= Stated task =
Identify and copy every line in the rows below that contains the string "racket". Treat case as significant, so only lines matching that exact capitalization count.

[Extracted data entries]

········

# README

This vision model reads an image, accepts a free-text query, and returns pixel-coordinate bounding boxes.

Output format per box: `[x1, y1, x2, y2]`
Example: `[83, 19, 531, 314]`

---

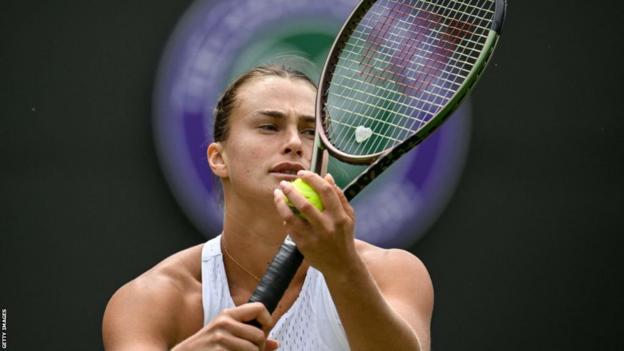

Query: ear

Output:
[206, 143, 228, 178]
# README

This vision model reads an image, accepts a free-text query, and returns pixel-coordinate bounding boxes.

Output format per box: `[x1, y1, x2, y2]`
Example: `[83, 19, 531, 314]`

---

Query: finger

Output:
[224, 302, 273, 329]
[280, 181, 322, 225]
[264, 339, 279, 351]
[297, 171, 342, 215]
[227, 322, 267, 348]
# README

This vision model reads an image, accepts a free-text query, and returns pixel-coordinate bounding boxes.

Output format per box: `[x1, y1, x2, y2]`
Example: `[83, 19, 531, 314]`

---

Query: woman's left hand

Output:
[274, 171, 357, 274]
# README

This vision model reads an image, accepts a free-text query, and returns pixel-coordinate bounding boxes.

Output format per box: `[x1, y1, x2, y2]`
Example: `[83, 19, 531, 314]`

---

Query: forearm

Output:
[324, 255, 422, 351]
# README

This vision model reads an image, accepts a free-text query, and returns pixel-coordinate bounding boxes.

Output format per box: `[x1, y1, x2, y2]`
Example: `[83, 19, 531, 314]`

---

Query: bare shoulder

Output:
[355, 240, 433, 302]
[102, 245, 203, 350]
[355, 241, 433, 350]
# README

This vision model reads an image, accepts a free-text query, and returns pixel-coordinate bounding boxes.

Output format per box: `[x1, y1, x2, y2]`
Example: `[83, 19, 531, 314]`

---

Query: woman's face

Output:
[222, 76, 316, 201]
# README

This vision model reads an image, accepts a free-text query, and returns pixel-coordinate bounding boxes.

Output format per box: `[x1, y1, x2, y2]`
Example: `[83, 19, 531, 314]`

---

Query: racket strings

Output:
[324, 0, 494, 155]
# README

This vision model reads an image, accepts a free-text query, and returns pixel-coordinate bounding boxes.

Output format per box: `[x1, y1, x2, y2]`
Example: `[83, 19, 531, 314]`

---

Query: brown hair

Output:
[212, 65, 317, 142]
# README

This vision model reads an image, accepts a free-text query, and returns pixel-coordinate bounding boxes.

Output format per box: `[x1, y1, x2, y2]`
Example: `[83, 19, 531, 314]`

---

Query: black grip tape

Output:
[249, 240, 303, 314]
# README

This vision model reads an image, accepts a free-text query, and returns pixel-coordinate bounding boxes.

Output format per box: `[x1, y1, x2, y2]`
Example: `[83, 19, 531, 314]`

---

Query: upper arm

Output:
[102, 277, 181, 351]
[369, 250, 433, 350]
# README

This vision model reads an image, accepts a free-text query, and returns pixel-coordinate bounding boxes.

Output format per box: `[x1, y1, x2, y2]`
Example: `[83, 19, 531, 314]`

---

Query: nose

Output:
[282, 126, 303, 157]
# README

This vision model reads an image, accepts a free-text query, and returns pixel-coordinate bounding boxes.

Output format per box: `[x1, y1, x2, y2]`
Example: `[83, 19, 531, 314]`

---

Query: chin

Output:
[271, 173, 297, 183]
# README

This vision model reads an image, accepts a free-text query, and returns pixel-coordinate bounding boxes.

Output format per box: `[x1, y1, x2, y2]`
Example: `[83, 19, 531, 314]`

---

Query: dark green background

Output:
[0, 0, 624, 350]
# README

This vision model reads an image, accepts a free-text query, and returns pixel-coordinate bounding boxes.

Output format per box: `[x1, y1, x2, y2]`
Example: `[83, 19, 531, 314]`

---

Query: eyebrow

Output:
[258, 110, 316, 123]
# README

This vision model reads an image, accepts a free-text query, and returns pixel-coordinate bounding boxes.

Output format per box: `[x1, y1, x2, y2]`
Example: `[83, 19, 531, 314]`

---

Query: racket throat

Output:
[310, 136, 329, 177]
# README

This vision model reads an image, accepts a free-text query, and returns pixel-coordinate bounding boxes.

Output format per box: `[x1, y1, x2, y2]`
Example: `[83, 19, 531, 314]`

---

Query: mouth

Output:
[269, 162, 305, 180]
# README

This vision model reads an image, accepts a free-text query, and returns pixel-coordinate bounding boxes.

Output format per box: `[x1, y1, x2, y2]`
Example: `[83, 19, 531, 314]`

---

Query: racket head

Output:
[316, 0, 506, 164]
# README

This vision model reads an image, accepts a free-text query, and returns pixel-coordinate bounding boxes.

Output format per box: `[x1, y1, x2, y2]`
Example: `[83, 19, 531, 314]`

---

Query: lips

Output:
[270, 162, 305, 176]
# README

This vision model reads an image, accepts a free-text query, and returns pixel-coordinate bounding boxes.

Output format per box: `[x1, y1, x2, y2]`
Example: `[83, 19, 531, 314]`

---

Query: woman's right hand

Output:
[172, 302, 279, 351]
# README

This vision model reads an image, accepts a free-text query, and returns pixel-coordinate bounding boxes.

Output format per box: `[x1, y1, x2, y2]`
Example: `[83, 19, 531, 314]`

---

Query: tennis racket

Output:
[249, 0, 506, 320]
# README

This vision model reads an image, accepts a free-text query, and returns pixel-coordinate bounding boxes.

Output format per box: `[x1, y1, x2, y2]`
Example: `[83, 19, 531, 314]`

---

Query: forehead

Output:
[235, 76, 316, 116]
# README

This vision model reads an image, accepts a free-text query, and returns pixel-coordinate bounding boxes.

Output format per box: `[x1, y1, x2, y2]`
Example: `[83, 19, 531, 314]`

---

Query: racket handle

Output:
[249, 240, 303, 320]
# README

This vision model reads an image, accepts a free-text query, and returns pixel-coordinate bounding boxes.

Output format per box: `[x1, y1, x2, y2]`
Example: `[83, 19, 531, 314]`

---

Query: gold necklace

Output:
[221, 242, 260, 282]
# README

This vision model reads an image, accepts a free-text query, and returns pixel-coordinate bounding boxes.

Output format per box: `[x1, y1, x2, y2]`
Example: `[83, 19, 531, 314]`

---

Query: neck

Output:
[221, 188, 307, 300]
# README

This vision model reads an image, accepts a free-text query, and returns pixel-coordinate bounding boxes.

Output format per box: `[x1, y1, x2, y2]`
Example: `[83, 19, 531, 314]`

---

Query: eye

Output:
[258, 124, 278, 132]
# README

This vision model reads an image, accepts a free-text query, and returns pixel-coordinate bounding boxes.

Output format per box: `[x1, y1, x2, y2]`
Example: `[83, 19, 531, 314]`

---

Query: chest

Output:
[230, 284, 302, 324]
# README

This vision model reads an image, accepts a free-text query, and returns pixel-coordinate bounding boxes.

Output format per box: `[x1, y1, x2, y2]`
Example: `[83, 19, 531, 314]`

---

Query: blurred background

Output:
[0, 0, 624, 350]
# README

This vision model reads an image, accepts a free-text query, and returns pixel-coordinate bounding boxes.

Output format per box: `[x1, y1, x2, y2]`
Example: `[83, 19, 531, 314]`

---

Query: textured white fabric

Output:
[202, 236, 349, 351]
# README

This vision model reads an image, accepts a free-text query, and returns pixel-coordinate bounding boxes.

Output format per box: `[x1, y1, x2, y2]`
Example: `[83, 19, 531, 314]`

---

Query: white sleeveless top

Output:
[202, 235, 349, 351]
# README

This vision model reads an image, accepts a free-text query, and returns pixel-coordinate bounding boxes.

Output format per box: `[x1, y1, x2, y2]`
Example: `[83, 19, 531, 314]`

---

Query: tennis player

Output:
[103, 66, 433, 351]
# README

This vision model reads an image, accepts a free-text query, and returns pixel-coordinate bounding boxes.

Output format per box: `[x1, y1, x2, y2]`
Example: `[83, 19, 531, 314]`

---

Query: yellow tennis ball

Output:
[286, 178, 325, 218]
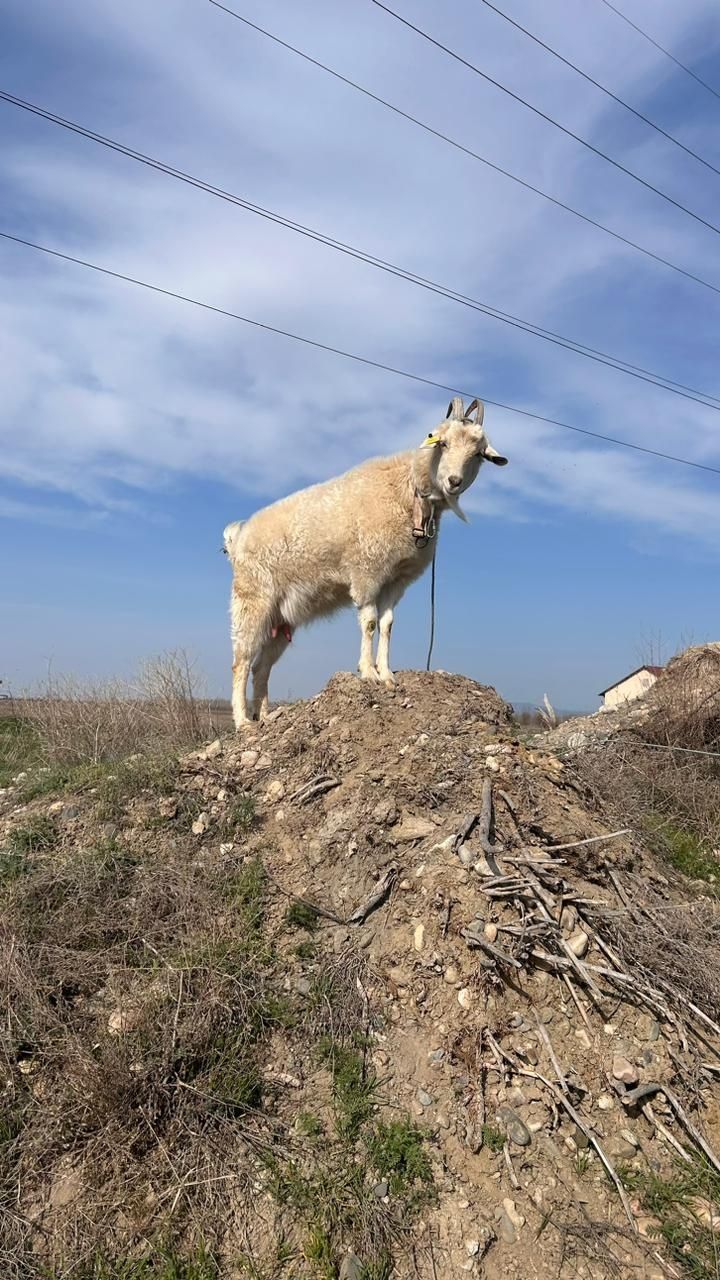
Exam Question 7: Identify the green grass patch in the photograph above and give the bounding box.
[621,1160,720,1280]
[483,1124,507,1155]
[73,1245,220,1280]
[368,1117,433,1197]
[318,1037,378,1140]
[646,814,720,884]
[284,899,320,933]
[223,858,268,936]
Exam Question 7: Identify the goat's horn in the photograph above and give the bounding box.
[465,399,486,426]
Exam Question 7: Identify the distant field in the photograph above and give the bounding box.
[0,698,232,732]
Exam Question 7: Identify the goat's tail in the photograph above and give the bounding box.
[223,520,246,561]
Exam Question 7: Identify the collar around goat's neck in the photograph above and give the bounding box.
[413,452,445,550]
[413,486,437,550]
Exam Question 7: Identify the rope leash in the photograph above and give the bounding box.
[425,543,437,671]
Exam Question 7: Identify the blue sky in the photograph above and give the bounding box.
[0,0,720,708]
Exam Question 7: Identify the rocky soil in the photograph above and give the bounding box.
[0,673,720,1280]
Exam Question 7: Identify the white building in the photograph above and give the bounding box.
[600,667,662,710]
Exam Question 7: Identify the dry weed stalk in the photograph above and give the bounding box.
[17,650,213,765]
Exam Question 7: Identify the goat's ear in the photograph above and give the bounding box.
[483,444,507,467]
[465,399,486,426]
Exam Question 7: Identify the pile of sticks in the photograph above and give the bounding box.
[450,777,720,1229]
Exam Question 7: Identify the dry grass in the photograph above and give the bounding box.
[578,645,720,887]
[605,890,720,1021]
[15,652,215,768]
[0,760,432,1280]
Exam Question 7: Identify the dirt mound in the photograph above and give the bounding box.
[533,698,651,754]
[1,673,720,1280]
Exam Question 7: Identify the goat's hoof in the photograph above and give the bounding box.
[359,667,380,682]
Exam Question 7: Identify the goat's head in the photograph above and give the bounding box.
[425,396,507,515]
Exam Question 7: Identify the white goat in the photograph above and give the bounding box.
[224,397,507,727]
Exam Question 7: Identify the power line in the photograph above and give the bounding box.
[0,90,720,411]
[0,230,720,475]
[372,0,720,236]
[594,0,720,99]
[482,0,720,178]
[208,0,720,293]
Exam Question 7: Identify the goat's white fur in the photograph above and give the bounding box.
[223,398,507,727]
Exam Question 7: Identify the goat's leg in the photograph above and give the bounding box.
[231,583,268,728]
[252,632,290,719]
[377,589,402,685]
[357,604,379,680]
[232,646,252,728]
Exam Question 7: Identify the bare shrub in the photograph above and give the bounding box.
[644,644,720,751]
[578,644,720,888]
[538,694,559,728]
[603,892,720,1021]
[18,650,214,765]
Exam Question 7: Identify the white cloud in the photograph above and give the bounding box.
[0,0,720,541]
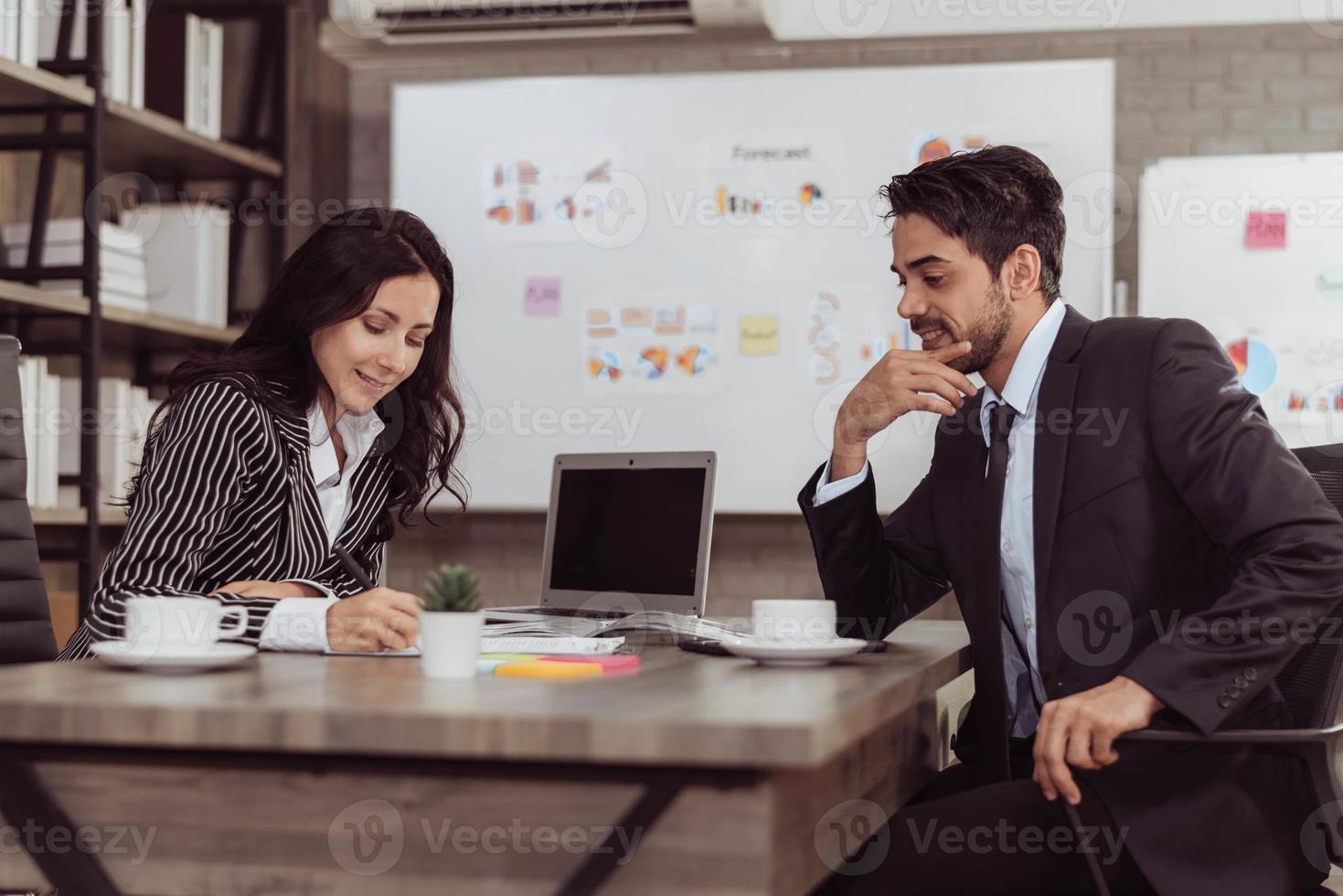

········

= Task solution =
Query: racket strings
Query: racket throat
Query: racket head
Query: tennis racket
Query: racket handle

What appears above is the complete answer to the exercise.